[Opening RECORD EXTRACTS section]

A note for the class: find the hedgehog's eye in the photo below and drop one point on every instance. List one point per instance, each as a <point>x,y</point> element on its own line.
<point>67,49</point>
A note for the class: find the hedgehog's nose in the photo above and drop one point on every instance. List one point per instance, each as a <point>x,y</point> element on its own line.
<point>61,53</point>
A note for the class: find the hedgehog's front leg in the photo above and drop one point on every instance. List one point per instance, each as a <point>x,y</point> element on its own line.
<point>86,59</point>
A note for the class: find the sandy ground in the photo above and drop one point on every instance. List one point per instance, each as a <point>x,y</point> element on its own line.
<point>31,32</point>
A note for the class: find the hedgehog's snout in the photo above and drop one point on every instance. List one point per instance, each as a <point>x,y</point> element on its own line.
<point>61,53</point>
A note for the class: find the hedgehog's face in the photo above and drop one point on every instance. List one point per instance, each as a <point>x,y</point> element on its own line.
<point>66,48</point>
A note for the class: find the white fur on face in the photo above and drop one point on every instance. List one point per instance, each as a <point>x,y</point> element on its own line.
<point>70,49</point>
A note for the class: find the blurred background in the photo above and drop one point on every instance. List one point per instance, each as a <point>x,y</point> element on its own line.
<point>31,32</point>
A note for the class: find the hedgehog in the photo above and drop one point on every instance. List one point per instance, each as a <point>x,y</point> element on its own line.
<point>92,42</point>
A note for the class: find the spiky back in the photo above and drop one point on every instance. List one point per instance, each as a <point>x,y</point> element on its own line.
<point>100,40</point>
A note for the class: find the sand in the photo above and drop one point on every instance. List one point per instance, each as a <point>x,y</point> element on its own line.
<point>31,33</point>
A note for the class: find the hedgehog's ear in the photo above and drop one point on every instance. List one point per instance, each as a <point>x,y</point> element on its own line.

[Closing RECORD EXTRACTS section]

Without altering a single word, copy the listing above.

A note for the class: find the hedgehog's eye in the photo below and drop one point on every instance. List one point per instance, each as a <point>x,y</point> element on its own line.
<point>67,49</point>
A note for the class: find the hedgehog's nose in the photo above and drop one point on every instance. List one point per instance, each as a <point>x,y</point> element on its own line.
<point>61,53</point>
A note for the class: find the hedgehog's front leg in the photo above and drop one point on every instance. List one point per instance, each as a <point>x,y</point> element on its own line.
<point>86,59</point>
A note for the class: find the sandy ground in the photo above and drop one point on every instance. List one point per instance, each as a <point>x,y</point> element on its own line.
<point>31,32</point>
A note for the class: find the hedgehog's snout in the photo above and drop one point on every instance. List one point per instance, each as a <point>x,y</point> element on its own line.
<point>61,53</point>
A note for the class: find the hedgehog's face in the photo above and drop one point on every instance. List one point per instance, each as a <point>x,y</point> element on its own line.
<point>66,48</point>
A note for the class: find the white fur on face in the photo above and drop one point on every instance. List one point per instance, each as a <point>x,y</point> element on its own line.
<point>70,49</point>
A note for the class: find the blurred background in the photo above and drop one point on every instance. List one point per instance, each as a <point>x,y</point> element on its own line.
<point>31,32</point>
A note for the class: find the hedgehog in the photo above and drop one point on every instance. List one point per instance, each as a <point>x,y</point> element on its own line.
<point>92,42</point>
A note for the class: find the spiky back in the photo above and drop one point on every instance. List one point per instance, each as a <point>x,y</point> element on its own line.
<point>100,40</point>
A note for the class: find the sand in the photo above and drop one point on every instance. List one point per instance, each as a <point>x,y</point> element on its own line.
<point>31,33</point>
A note for the class: find the hedgehog's ear in the photo above and drop one point on every instance. List one point per instance, each as a <point>x,y</point> element on its own line.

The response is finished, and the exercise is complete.